======== Data section ========

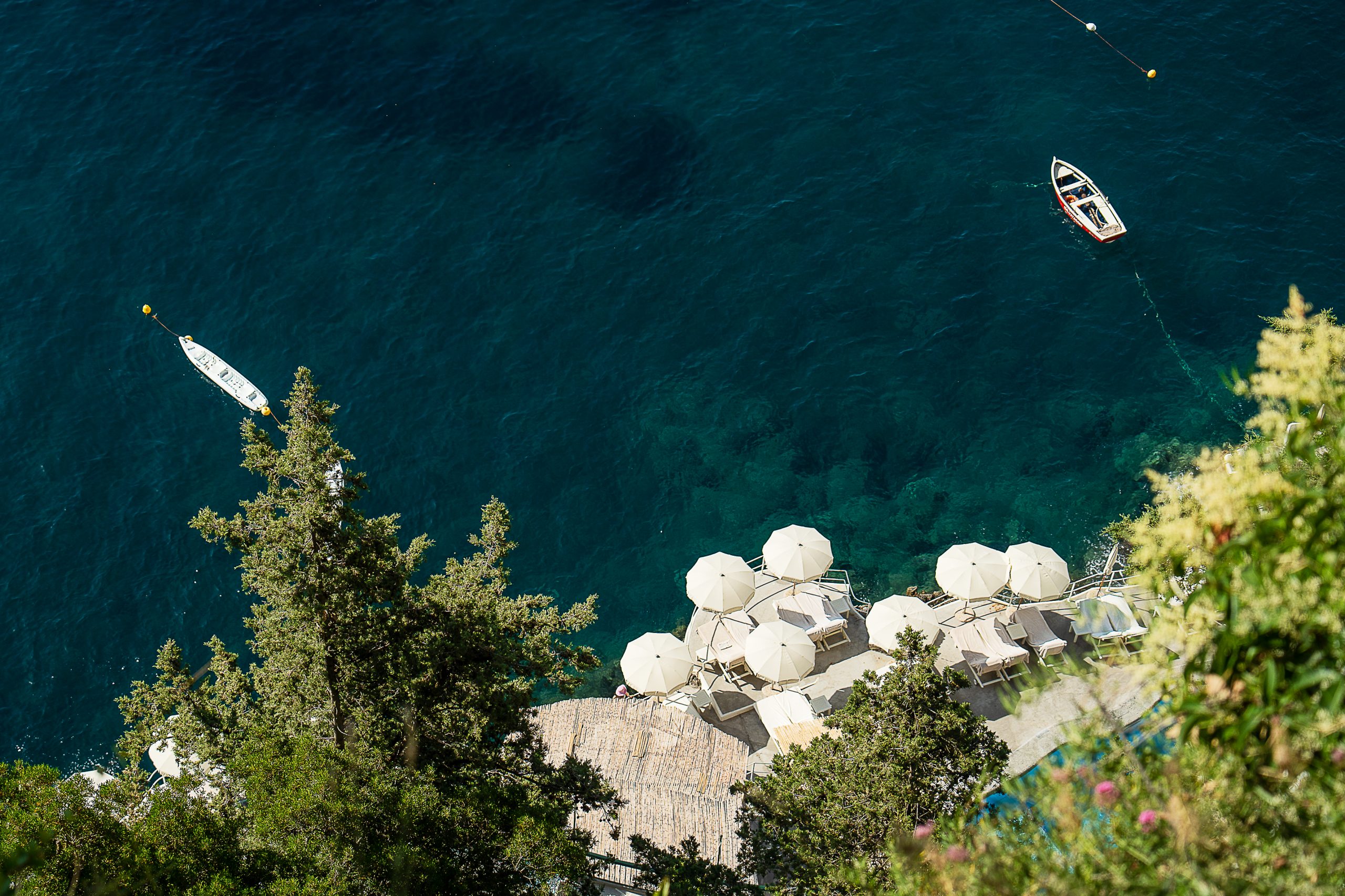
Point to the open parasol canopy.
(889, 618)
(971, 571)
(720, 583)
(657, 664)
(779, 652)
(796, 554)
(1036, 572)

========
======== Data section ========

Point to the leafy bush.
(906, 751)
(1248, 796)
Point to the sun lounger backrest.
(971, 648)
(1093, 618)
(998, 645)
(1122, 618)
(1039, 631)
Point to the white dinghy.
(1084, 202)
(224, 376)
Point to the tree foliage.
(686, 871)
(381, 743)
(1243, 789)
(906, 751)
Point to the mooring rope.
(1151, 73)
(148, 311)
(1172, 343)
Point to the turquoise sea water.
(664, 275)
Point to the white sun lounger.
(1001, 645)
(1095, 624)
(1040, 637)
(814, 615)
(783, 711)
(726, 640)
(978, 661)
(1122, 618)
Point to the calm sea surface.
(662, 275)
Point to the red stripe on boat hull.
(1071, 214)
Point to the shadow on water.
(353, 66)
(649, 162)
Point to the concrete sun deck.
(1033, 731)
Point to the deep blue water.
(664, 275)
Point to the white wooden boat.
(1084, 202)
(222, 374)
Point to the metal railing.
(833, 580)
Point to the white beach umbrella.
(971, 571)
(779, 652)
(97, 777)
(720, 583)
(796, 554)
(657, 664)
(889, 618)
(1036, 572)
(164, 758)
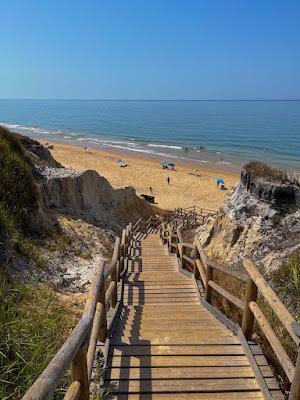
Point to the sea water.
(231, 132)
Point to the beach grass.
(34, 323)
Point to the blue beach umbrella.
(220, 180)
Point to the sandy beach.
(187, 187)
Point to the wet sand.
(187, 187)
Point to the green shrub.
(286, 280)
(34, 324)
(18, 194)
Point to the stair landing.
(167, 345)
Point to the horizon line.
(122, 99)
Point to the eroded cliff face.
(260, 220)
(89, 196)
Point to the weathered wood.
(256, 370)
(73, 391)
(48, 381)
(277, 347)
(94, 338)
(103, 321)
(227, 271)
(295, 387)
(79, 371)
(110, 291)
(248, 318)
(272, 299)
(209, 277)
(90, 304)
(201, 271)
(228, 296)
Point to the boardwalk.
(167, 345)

========
======== Data section ========

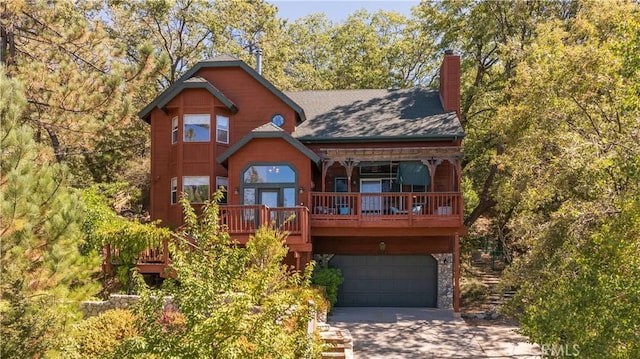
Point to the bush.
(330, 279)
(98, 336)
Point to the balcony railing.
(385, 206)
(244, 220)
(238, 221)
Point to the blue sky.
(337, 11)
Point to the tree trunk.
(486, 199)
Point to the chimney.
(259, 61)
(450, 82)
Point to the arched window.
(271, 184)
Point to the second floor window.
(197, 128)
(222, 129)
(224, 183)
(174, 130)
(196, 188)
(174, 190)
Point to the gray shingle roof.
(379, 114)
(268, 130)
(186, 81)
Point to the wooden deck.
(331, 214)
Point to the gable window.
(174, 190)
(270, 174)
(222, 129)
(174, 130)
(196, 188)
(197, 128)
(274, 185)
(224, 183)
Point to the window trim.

========

◆ Your instructions
All that belongs in the answer is the run of lines above from the line containing "Point to the blue sky." through the line containing "Point to the window trim.", exactly as written.

◆ Solution to this problem
Point to the blue sky.
(337, 11)
Point to the tree trunk.
(486, 199)
Point to the chimney.
(259, 61)
(450, 82)
Point to the arched window.
(271, 184)
Point to the second floor window.
(197, 128)
(222, 129)
(224, 183)
(174, 130)
(196, 188)
(174, 190)
Point to the gray shingle roof.
(379, 114)
(268, 130)
(186, 81)
Point to the wooden deck.
(331, 214)
Point to the gable window.
(174, 190)
(270, 174)
(222, 129)
(174, 130)
(196, 188)
(197, 128)
(274, 185)
(224, 183)
Point to the window trim.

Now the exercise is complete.